EXERCISE DETAILS: Print out the data below. Do not alter a single line.

SUPPLIED ENTRIES:
§ §
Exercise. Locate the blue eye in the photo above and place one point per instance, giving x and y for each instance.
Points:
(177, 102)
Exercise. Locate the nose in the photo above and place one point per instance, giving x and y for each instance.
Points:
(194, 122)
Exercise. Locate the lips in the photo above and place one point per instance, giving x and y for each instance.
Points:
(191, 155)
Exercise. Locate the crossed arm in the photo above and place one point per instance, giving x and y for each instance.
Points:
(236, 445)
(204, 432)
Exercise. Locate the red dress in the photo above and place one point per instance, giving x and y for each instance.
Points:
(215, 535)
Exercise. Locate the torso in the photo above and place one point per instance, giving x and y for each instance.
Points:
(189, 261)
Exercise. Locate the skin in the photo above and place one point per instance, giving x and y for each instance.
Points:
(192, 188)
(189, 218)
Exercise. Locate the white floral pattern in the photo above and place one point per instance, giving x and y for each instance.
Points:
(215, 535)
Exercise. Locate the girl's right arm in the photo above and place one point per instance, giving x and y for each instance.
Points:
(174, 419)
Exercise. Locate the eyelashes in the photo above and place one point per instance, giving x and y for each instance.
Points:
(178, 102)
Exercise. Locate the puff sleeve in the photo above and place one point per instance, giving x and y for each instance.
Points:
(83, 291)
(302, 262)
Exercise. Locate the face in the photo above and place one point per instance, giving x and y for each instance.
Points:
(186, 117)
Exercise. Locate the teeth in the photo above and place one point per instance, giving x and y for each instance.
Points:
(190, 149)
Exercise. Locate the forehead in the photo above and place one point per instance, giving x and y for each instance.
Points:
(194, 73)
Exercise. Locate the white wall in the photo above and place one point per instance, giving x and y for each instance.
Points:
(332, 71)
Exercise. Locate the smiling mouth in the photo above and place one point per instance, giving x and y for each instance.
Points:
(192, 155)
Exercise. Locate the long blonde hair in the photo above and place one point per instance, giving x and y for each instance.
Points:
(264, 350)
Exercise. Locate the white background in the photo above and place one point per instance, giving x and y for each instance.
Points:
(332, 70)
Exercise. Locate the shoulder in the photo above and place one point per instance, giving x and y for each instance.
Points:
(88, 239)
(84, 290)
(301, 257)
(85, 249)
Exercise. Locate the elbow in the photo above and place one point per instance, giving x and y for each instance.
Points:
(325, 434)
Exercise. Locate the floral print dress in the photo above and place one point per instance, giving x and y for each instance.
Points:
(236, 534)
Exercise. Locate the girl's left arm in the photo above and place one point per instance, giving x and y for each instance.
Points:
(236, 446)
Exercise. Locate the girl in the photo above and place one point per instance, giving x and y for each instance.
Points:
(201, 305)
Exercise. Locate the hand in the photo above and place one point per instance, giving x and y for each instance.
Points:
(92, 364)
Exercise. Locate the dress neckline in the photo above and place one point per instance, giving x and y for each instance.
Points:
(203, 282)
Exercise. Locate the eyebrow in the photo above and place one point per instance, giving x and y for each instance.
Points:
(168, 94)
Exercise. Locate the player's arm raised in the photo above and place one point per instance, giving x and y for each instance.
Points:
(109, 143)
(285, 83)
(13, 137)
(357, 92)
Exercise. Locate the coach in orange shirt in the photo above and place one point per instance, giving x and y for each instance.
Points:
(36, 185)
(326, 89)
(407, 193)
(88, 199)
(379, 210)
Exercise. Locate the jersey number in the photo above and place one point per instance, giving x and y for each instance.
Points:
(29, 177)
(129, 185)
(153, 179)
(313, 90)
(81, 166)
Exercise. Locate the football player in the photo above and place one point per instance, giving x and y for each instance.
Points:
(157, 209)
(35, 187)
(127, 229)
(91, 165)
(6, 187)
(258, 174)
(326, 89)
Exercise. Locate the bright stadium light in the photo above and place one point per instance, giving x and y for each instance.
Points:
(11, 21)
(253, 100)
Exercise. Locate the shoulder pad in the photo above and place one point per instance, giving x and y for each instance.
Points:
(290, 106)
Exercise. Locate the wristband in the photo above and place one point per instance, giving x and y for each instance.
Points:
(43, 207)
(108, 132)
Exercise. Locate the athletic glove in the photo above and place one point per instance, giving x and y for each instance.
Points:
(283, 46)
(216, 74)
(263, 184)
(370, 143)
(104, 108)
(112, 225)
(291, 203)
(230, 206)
§ §
ANSWER SECTION:
Exercise. Locate the blue eye in the photo above and place one point per instance, giving x and y for each instance.
Points:
(177, 102)
Exercise. Locate the nose in the photo above and place one point per instance, giving x and y for each instance.
Points:
(194, 122)
Exercise. Locate the lips in the photo above and place one point per instance, giving x and y for each instance.
Points:
(191, 155)
Exercise. Locate the crossed arm in the photo above and place one point per instance, giving x and y for each instance.
Points:
(236, 445)
(204, 432)
Exercise. Locate the red dress in the photo above and place one point per instance, giving x and y for each instance.
Points:
(215, 535)
Exercise. Locate the torso in the photo above and place one point per instance, giving x and y for each instance.
Points:
(189, 261)
Exercise. Locate the skin in the photo above and place one point per instance, giving x and y for each instance.
Points:
(192, 188)
(189, 218)
Exercise. Locate the white floral pattern in the photo above and place one point per instance, giving x and y for each instance.
Points:
(215, 535)
Exercise. Locate the girl's right arm in the photo above and place one point per instance, giving x and y for each instance.
Points:
(174, 419)
Exercise. Locate the eyelashes in the photo above and place one point per instance, giving x and y for each instance.
Points:
(178, 102)
Exercise. Locate the puff sleeve in the photo above and place one point per instance, giving x and y for each instance.
Points:
(83, 291)
(302, 262)
Exercise. Locate the face in the photo above and place one point per instance, giving x and y for each instance.
Points:
(186, 117)
Exercise. Locate the teeth in the photo above and place one point per instance, giving x and y for each instance.
Points:
(190, 149)
Exercise. Locate the forehead in the photo above and place one point per instance, giving x and y for each instance.
Points:
(194, 73)
Exercise. Locate the white wall in the photo above and place one point per instance, giving x and y for each instance.
Points:
(332, 71)
Exercise. Locate the smiling mouth in the photo above and place one point per instance, giving x and y for each instance.
Points:
(192, 155)
Exercise. Locate the long blonde hair in the photo above and place one point per instance, giving x and y for each instance.
Points:
(264, 350)
Exercise. Locate the white background in the photo above and place one point per instance, giving x and y for each instance.
Points:
(332, 70)
Exercise. Locate the shoulder in the photo above and place one point per instance, giving x and y for each instance.
Points:
(88, 239)
(84, 290)
(301, 257)
(85, 249)
Exercise. Locate the elbow in the photo above and place one point per instance, giving x and y for each instance.
Points:
(325, 434)
Exercise. Locate the floral print dress in the photo above and place one point per instance, giving x and y for each instance.
Points:
(236, 534)
Exercise. Locate the girl's left arm in the photo above and place one point per instance, giving x and y for each instance.
Points:
(236, 446)
Exercise. Locate the girl in the photo above and place one point per instance, giving x and y for each instance.
Points:
(201, 305)
Exercise. Locate the hand in the photo above and place one point per instance, giving x and y for each instance.
Points:
(92, 364)
Exercise. Locate the dress neckline in the photo above and place one point per instance, giving x and y for each instance.
Points:
(203, 282)
Exercise. Locate the eyebrow in the photo above and place one point per instance, giving x and y for each instance.
Points:
(168, 94)
Exercise. Locate the player's arm raised in the photo above and place one point per instance, giving x and y for each instance.
Points:
(109, 143)
(285, 83)
(13, 137)
(357, 92)
Exercise. Locate the coach in orange shirt in the photo above and place one point per instance, giving x and y for each instance.
Points:
(36, 185)
(326, 89)
(407, 193)
(88, 199)
(379, 210)
Exercise. Locate the jersey number in the photo above and place one point per instance, giving x and y for each instance.
Points:
(29, 177)
(129, 185)
(153, 179)
(313, 90)
(81, 166)
Exercise. Locate the football player in the photo above and place one point per instance, giving x and y for each instance.
Points:
(157, 209)
(35, 187)
(127, 229)
(91, 165)
(6, 187)
(258, 174)
(326, 89)
Exercise. Locate the bright stadium light in the photo above and place one point per instance, giving x and y for each instance.
Points:
(11, 21)
(253, 100)
Exercise. Locate the shoulder pad in the photo above and place one point per instance, giving x and y for each instance.
Points:
(290, 106)
Exercise. Locate the wristband in the photo above and place one point per instance, giving x and y for each instance.
Points:
(43, 207)
(108, 132)
Exercise. Locate the athletic glove in the photo above and place one point per instance, giving x and y for each instance.
Points:
(283, 46)
(216, 74)
(263, 184)
(370, 143)
(104, 108)
(112, 225)
(291, 203)
(230, 206)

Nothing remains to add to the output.